**** Raw data ****

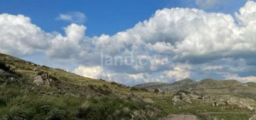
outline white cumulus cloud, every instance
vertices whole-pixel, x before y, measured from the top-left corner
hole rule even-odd
[[[72,23],[82,24],[85,22],[86,16],[82,13],[73,12],[66,14],[60,14],[56,19],[66,21]]]
[[[250,81],[256,72],[256,3],[251,1],[234,17],[196,9],[165,8],[133,28],[92,38],[86,36],[85,26],[78,24],[64,28],[62,35],[44,32],[24,15],[2,14],[0,52],[21,56],[43,52],[50,60],[70,62],[63,65],[81,64],[74,70],[79,75],[129,85],[187,77]],[[59,19],[81,23],[62,15]],[[134,63],[140,56],[157,57],[152,69],[150,64],[101,66],[101,52],[113,57],[132,52]]]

****

- _Exercise task_:
Can you render every line of the items above as a JSON list of strings, with one string per line, blank lines skipped, and the pictures left out?

- _Result below_:
[
  "outline white cumulus cloud, every instance",
  "vertices whole-pixel, x before y, measured from the top-left corner",
  "hole rule even-odd",
  "[[[72,23],[82,24],[85,22],[86,16],[82,13],[73,12],[66,14],[60,14],[56,19],[66,21]]]",
  "[[[250,81],[256,72],[256,3],[251,1],[234,17],[196,9],[165,8],[133,28],[92,38],[86,36],[85,26],[78,24],[64,28],[62,35],[44,32],[24,15],[2,14],[0,52],[21,56],[43,52],[50,60],[70,62],[63,65],[81,64],[74,70],[79,75],[129,85],[187,77]],[[59,19],[81,23],[62,15]],[[134,63],[140,56],[157,57],[152,69],[150,64],[101,66],[101,52],[113,57],[132,52]]]"
]